** start Data section **

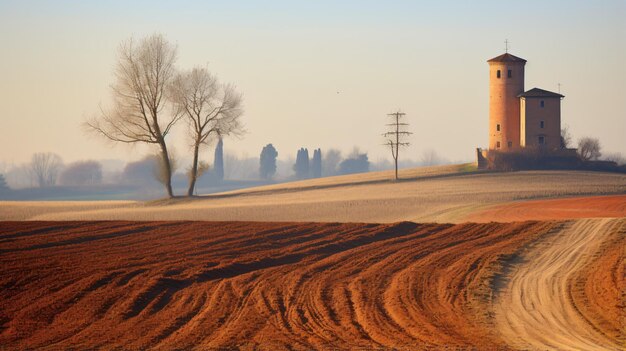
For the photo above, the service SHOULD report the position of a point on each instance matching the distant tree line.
(151, 96)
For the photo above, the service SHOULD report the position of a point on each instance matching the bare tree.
(210, 109)
(589, 148)
(615, 157)
(330, 162)
(45, 167)
(395, 135)
(143, 74)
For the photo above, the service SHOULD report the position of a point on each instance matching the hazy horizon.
(321, 74)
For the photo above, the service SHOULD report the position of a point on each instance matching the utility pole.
(395, 135)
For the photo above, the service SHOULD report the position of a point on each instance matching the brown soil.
(299, 286)
(240, 285)
(599, 290)
(554, 209)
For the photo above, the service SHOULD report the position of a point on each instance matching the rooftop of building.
(536, 92)
(506, 57)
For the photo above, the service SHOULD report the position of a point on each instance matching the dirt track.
(298, 286)
(537, 309)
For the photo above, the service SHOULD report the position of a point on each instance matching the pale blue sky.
(289, 58)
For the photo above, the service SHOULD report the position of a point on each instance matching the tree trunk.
(168, 169)
(194, 170)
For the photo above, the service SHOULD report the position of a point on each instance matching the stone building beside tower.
(518, 118)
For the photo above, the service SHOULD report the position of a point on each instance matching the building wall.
(504, 105)
(532, 114)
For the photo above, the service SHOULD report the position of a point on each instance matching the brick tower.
(506, 82)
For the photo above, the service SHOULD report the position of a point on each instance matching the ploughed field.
(301, 286)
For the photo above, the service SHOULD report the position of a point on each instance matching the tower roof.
(536, 92)
(506, 58)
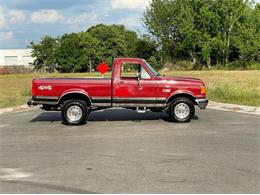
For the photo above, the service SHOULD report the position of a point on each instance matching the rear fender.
(75, 91)
(181, 92)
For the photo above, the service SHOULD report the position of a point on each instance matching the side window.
(144, 74)
(131, 71)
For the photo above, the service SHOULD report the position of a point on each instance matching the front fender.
(179, 92)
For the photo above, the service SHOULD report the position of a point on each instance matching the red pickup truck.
(134, 85)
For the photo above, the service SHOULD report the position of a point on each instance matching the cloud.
(129, 4)
(8, 16)
(83, 18)
(6, 35)
(46, 16)
(16, 16)
(130, 22)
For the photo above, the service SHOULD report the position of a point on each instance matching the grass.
(239, 87)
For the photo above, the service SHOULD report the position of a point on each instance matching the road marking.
(10, 174)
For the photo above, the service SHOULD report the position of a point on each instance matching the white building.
(16, 57)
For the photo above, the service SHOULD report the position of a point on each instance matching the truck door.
(135, 87)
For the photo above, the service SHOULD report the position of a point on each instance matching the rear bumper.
(202, 103)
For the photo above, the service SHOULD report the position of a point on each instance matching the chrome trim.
(101, 104)
(75, 92)
(202, 103)
(47, 97)
(136, 105)
(35, 102)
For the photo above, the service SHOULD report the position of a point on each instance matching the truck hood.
(184, 80)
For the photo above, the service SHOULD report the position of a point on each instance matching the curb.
(23, 107)
(234, 108)
(212, 105)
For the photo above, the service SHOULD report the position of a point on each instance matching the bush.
(15, 70)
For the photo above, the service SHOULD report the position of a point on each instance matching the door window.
(131, 71)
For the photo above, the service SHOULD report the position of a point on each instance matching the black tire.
(188, 106)
(80, 115)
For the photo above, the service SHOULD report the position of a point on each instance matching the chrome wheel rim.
(182, 110)
(74, 113)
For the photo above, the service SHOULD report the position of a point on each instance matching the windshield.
(152, 69)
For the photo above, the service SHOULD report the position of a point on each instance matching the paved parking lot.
(121, 151)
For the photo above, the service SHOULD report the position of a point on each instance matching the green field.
(239, 87)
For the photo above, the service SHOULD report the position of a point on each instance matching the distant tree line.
(81, 52)
(205, 33)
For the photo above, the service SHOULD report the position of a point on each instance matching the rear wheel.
(74, 112)
(181, 110)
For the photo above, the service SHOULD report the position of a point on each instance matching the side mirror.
(138, 76)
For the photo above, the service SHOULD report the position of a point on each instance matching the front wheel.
(181, 110)
(74, 112)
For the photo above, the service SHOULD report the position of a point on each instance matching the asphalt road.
(120, 151)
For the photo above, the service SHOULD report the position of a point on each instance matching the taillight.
(202, 89)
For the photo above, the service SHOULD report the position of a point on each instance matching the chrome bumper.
(202, 103)
(31, 102)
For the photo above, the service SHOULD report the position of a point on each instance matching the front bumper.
(202, 103)
(31, 102)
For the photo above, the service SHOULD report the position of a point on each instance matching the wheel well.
(78, 96)
(182, 95)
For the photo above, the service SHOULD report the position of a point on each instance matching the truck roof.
(129, 59)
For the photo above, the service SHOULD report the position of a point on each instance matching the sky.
(23, 21)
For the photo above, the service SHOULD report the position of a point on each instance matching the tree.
(205, 31)
(77, 52)
(45, 53)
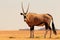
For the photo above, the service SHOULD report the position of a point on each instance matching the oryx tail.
(53, 27)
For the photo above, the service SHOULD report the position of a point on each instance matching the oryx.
(34, 19)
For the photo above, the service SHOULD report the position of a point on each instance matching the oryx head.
(23, 12)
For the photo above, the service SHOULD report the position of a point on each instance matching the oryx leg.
(32, 32)
(46, 28)
(50, 31)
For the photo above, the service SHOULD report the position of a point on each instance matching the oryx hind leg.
(50, 31)
(32, 32)
(46, 29)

** end Data section **

— To do —
Images must not appear in the copy; reproduce everything else in the records verbatim.

— Task output —
For the photo above, the service SHOULD report the position of a point on each instance matching the distant tree line.
(151, 96)
For the photo above, the service SHOULD report the position of a point on each instance matching the bare tree.
(210, 109)
(589, 148)
(615, 157)
(330, 162)
(45, 167)
(395, 135)
(143, 74)
For the photo above, the service SHOULD report the position of a point on each instance matching the hazy horizon.
(321, 74)
For the photo above, the service SHOULD report the position of a point on each instance matching the utility pole.
(395, 135)
For the photo above, the service SHOULD report the position of a point on each instance matching the brown soil.
(299, 286)
(240, 285)
(599, 290)
(554, 209)
For the photo above, the service SHOULD report the position of a point on each instance matching the rooftop of building.
(536, 92)
(506, 57)
For the photo above, the service SHOULD report the position of a point on each instance matching the dirt track.
(298, 286)
(537, 309)
For the photo above, the service SHOULD report the position of a point on each instance matching the pale blue sky.
(289, 58)
For the photo above, the service SHOULD report the position of a point on each instance matching the tree trunk.
(168, 169)
(194, 170)
For the photo above, the service SHOULD report the position of a point on each instance matching the stone building beside tower.
(518, 118)
For the photo above, the service SHOULD report the position of a point on each instance matching the building wall.
(504, 105)
(532, 114)
For the photo above, the service SHOULD report the position of a point on each instance matching the brick tower.
(506, 82)
For the photo above, the service SHOULD report the position of a point on each instance matching the ploughed field.
(301, 286)
For the photo above, the service SHOULD report the position of a point on each instance matching the tower roof.
(536, 92)
(506, 58)
For the photo above, the service SHOULD report the position of a point on each instance matching the rear fender.
(75, 91)
(181, 92)
For the photo above, the service SHOULD report the position of a point on each instance matching the side window.
(144, 74)
(131, 71)
For the photo above, the service SHOULD report the position of a point on each instance matching the front fender.
(179, 92)
For the photo above, the service SHOULD report the position of a point on each instance matching the red pickup truck.
(134, 85)
For the photo above, the service SHOULD report the position of a point on each instance matching the cloud.
(129, 4)
(8, 16)
(83, 18)
(6, 35)
(46, 16)
(16, 16)
(130, 22)
For the photo above, the service SHOULD report the position of a point on each instance matching the grass.
(239, 87)
For the photo above, the service SHOULD report the position of a point on each instance matching the road marking.
(10, 174)
For the photo above, the service SHOULD report the position of a point on each instance matching the white building.
(16, 57)
For the photo above, the service SHOULD report the position of a point on each instance matching the truck door.
(135, 87)
For the photo above, the service SHOULD report the position of a point on each instance matching the rear bumper.
(202, 103)
For the photo above, the service SHOULD report the position of a point on each instance matching the chrome trim.
(101, 104)
(75, 92)
(202, 103)
(47, 97)
(136, 105)
(35, 102)
For the photo above, the service SHOULD report the position of a point on each instance matching the truck hood.
(184, 80)
For the photo above, the service SHOULD report the position of a point on each instance matching the curb.
(23, 107)
(234, 108)
(212, 105)
For the photo above, the service SHOULD report the position of a point on each instance matching the bush.
(15, 70)
For the photo above, the service SHOULD report the position of a point on each instance matching the door window.
(131, 71)
For the photo above, the service SHOULD report the position of a point on each instance matching the black tire.
(188, 106)
(80, 115)
For the photo above, the service SHOULD report the position of a point on each instance matching the chrome wheel rim.
(182, 110)
(74, 113)
For the photo above, the service SHOULD report the position of a point on each instance matching the windshield.
(152, 69)
For the photo above, the service SHOULD report the position of a point on each instance matching the paved parking lot.
(121, 151)
For the photo above, the service SHOULD report the position of a point on each instance matching the green field.
(239, 87)
For the photo above, the service SHOULD report the position of a point on each instance matching the distant tree line.
(81, 52)
(205, 33)
For the photo above, the service SHOULD report the position of a point on each instance matching the rear wheel.
(74, 112)
(181, 110)
For the photo above, the service SHOULD report the position of a point on each instance matching the side mirror.
(138, 76)
For the photo above, the service SHOULD report the position of a point on each instance matching the front wheel.
(181, 110)
(74, 112)
For the photo above, the service SHOULD report the position of a point on each instance matching the asphalt road.
(120, 151)
For the photo above, the service SHOULD report the position of a point on each instance matching the taillight.
(202, 89)
For the photo above, the service SHOULD report the position of a point on each instance matching the chrome bumper.
(202, 103)
(31, 102)
For the photo above, the service SHOULD report the position of a point on each instance matching the front bumper.
(202, 103)
(31, 102)
For the photo above, the service SHOULD report the position of a point on each instance matching the wheel well.
(78, 96)
(182, 95)
For the photo above, the service SHOULD report the position of a point on each instance matching the truck roof.
(129, 59)
For the photo above, the service SHOULD report the position of a point on each instance matching the sky.
(23, 21)
For the photo above, the service SHOULD report the position of a point on each instance matching the tree.
(205, 31)
(77, 52)
(45, 53)
For the photo above, the service SHOULD report the position of a point on each instance matching the oryx tail.
(53, 27)
For the photo above, the service SHOULD report the position of a point on each instance matching the oryx.
(34, 19)
For the photo above, the service SHOULD report the position of a point on each instance matching the oryx head.
(23, 12)
For the photo above, the service SHOULD report the position of a point on each instance matching the oryx leg.
(32, 32)
(46, 28)
(50, 31)
For the photo above, the service SHOULD report the position of a point on each instance matching the oryx hind leg.
(50, 31)
(32, 32)
(46, 29)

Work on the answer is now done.